== Stated goal ==
Report each line of the records below that contains the word "head".

== Supplied material ==
################

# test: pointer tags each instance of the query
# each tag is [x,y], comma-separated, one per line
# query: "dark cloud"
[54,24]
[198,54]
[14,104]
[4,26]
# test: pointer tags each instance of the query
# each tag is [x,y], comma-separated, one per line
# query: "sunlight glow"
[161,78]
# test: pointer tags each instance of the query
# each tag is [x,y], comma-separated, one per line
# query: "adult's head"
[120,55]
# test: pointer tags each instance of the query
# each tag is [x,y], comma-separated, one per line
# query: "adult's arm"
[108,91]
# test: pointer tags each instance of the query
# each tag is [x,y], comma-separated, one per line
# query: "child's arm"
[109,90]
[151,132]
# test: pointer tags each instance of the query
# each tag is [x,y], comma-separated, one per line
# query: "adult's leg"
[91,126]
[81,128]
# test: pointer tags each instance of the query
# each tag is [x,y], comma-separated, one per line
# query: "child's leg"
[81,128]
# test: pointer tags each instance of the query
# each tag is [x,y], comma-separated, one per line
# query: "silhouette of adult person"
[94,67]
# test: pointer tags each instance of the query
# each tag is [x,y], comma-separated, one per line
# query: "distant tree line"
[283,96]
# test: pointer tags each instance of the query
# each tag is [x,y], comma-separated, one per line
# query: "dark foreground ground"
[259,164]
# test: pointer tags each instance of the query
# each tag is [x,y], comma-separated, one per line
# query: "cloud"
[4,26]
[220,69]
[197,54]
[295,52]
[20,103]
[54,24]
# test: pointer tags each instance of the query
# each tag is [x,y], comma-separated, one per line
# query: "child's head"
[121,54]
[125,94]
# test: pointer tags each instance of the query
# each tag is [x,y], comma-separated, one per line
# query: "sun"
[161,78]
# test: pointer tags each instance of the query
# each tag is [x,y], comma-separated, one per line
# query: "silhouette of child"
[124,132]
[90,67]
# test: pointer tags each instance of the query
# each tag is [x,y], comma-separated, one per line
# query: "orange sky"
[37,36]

################

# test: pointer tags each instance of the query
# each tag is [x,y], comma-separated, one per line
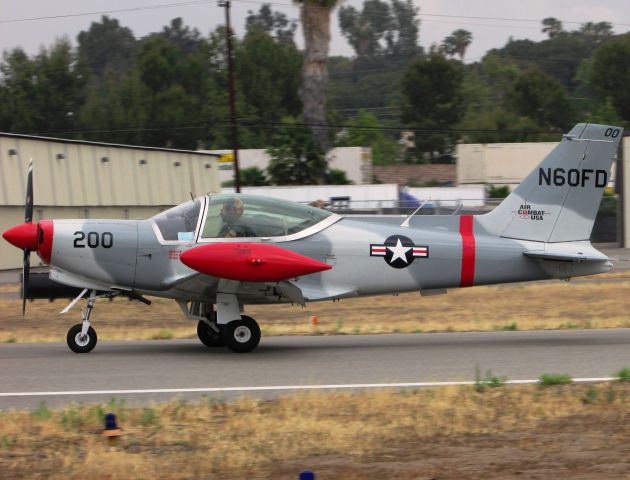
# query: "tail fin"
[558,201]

################

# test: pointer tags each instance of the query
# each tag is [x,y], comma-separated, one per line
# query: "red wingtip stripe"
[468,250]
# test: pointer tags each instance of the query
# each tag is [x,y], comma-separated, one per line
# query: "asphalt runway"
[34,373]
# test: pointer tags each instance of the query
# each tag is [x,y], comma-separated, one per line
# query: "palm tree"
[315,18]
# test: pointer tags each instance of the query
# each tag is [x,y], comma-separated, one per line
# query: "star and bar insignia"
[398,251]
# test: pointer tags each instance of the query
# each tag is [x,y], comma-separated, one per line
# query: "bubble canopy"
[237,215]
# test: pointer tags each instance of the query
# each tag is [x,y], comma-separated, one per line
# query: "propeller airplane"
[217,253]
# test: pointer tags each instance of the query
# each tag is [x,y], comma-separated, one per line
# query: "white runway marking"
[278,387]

################

== Worked answer ==
# query: "adult's head"
# query: "child's head"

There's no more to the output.